━━━━━ Input data

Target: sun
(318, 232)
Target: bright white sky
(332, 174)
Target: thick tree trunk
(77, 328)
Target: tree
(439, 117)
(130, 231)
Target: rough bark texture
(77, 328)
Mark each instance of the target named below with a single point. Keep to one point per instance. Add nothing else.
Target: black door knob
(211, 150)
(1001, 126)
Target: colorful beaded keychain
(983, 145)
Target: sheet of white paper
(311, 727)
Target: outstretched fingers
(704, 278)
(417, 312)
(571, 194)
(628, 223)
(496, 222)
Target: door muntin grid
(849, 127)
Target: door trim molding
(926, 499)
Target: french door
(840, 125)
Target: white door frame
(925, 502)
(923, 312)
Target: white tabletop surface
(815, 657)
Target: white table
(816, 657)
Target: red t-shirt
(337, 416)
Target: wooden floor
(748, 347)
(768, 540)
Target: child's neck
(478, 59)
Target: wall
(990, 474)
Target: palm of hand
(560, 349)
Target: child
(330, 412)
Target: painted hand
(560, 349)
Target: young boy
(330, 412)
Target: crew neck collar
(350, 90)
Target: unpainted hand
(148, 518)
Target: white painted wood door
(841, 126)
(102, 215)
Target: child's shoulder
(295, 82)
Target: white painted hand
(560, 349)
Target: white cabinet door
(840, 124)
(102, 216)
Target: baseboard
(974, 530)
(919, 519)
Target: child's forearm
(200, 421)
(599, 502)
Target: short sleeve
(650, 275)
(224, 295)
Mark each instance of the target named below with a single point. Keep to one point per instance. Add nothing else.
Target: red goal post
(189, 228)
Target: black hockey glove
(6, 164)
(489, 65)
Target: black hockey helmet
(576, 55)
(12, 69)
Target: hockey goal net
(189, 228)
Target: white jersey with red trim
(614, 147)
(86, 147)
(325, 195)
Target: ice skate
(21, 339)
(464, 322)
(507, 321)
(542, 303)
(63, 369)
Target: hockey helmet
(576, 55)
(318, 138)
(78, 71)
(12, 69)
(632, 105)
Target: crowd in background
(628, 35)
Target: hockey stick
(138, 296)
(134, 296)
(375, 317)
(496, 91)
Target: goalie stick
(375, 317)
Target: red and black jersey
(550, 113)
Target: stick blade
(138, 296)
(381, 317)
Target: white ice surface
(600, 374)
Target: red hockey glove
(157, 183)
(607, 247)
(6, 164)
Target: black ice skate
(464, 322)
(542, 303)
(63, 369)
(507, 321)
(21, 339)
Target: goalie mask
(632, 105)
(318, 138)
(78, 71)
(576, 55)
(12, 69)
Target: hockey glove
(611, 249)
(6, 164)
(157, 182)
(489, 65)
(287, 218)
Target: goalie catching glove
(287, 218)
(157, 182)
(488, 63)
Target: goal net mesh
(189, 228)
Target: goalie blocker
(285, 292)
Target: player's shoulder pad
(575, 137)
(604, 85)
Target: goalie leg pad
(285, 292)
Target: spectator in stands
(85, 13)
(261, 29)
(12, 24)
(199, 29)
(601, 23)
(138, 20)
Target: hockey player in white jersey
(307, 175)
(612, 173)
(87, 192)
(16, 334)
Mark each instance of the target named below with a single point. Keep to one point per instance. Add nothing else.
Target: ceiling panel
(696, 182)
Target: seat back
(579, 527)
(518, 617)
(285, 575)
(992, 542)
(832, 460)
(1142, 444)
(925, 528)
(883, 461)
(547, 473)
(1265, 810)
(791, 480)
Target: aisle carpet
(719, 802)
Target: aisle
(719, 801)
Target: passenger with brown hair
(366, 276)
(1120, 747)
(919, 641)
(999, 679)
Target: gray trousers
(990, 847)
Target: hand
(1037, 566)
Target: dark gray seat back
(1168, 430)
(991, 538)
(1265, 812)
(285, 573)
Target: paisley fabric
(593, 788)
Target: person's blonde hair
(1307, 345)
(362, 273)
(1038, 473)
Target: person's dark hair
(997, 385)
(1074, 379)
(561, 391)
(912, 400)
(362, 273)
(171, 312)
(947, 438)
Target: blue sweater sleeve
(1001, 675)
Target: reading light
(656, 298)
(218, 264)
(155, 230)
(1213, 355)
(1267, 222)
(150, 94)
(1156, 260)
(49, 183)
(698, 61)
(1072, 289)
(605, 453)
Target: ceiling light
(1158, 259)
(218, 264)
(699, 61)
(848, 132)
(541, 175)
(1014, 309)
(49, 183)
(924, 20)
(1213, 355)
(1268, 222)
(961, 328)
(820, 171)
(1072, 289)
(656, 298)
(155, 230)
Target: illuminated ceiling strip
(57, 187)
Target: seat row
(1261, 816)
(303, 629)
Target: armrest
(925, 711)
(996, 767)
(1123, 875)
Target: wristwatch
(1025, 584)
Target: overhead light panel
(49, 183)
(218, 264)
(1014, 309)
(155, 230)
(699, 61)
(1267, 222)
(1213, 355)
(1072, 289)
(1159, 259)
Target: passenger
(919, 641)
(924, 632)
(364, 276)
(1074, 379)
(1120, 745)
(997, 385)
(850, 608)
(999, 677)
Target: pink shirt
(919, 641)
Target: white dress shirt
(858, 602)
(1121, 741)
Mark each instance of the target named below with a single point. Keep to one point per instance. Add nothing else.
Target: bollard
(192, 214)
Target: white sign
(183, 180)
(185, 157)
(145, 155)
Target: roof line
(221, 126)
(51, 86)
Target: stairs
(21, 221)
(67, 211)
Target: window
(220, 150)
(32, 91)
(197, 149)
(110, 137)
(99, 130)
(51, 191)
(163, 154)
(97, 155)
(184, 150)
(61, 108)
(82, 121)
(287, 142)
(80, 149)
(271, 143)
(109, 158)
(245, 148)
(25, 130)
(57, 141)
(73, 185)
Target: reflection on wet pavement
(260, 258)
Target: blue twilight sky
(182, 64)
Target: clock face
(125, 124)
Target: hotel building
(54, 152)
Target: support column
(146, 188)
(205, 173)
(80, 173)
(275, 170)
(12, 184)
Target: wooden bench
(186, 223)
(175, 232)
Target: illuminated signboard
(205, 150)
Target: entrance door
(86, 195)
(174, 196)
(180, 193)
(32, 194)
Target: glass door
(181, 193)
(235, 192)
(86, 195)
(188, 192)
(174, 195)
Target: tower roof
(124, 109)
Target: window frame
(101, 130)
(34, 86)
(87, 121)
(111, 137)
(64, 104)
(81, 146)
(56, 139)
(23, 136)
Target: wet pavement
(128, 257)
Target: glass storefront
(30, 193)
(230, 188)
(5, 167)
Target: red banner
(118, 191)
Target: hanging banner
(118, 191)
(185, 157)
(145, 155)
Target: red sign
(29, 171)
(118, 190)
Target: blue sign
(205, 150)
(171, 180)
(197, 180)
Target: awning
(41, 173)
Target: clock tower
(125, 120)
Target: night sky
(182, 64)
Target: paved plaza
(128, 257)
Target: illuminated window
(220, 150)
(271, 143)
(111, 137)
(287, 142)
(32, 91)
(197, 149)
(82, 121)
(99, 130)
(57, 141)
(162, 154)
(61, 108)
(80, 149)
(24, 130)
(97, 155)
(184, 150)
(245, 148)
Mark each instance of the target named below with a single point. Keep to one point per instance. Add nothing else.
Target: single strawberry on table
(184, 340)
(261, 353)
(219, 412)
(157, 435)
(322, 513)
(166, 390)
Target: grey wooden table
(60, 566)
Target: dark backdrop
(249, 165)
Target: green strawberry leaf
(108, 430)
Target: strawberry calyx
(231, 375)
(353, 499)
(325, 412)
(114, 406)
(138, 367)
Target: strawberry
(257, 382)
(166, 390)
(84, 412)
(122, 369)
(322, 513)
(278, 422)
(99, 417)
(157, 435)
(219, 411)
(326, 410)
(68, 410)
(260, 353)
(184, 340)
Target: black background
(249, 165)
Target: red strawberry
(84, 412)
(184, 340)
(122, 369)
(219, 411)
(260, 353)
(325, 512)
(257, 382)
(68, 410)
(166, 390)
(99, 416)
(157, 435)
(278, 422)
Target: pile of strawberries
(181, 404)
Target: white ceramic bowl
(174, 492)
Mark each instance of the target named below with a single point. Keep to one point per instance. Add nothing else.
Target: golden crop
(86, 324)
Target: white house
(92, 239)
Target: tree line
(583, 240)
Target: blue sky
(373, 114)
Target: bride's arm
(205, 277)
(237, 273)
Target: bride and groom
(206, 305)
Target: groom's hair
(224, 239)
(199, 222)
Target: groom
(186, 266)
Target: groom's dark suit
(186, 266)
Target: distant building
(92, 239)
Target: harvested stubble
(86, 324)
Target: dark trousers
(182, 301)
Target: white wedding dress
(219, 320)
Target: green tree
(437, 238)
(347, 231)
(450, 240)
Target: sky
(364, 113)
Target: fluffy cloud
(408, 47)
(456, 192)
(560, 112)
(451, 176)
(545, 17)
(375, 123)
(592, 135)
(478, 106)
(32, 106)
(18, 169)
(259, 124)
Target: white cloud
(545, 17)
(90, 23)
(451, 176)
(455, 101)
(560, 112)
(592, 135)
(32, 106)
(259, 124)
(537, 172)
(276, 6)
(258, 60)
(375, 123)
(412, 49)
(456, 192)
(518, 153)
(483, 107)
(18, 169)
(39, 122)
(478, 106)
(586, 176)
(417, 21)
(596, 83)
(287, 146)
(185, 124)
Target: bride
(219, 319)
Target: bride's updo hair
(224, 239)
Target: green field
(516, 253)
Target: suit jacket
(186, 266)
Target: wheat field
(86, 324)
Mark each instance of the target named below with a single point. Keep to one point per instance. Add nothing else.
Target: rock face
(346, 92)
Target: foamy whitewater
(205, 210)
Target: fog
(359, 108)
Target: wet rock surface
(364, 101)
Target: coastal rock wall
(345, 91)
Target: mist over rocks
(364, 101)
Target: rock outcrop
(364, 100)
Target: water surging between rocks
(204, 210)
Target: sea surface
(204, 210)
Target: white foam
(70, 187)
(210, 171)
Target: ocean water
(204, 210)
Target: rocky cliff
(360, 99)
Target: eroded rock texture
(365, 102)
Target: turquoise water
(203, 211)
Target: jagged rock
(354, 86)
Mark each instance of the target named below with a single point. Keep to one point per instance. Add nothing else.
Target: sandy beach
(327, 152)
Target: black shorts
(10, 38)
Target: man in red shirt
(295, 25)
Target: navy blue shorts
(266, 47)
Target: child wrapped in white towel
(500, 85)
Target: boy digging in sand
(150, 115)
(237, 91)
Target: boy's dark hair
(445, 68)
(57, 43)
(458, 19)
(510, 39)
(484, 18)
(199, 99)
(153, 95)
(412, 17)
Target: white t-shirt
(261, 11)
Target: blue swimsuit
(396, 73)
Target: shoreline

━━━━━━━━━━

= What you should do =
What you return must match, line for line, the data from the line containing "Target: man in red shirt" to its end, both ends included.

= Result for this exercise =
Target: man in red shirt
(295, 25)
Target: navy blue shorts
(266, 47)
Target: child wrapped in white towel
(500, 85)
Target: boy digging in sand
(150, 115)
(237, 91)
Target: boy's dark hair
(445, 68)
(57, 43)
(458, 19)
(510, 39)
(484, 18)
(199, 99)
(153, 95)
(412, 17)
Target: white t-shirt
(261, 11)
Target: blue swimsuit
(396, 73)
Target: shoreline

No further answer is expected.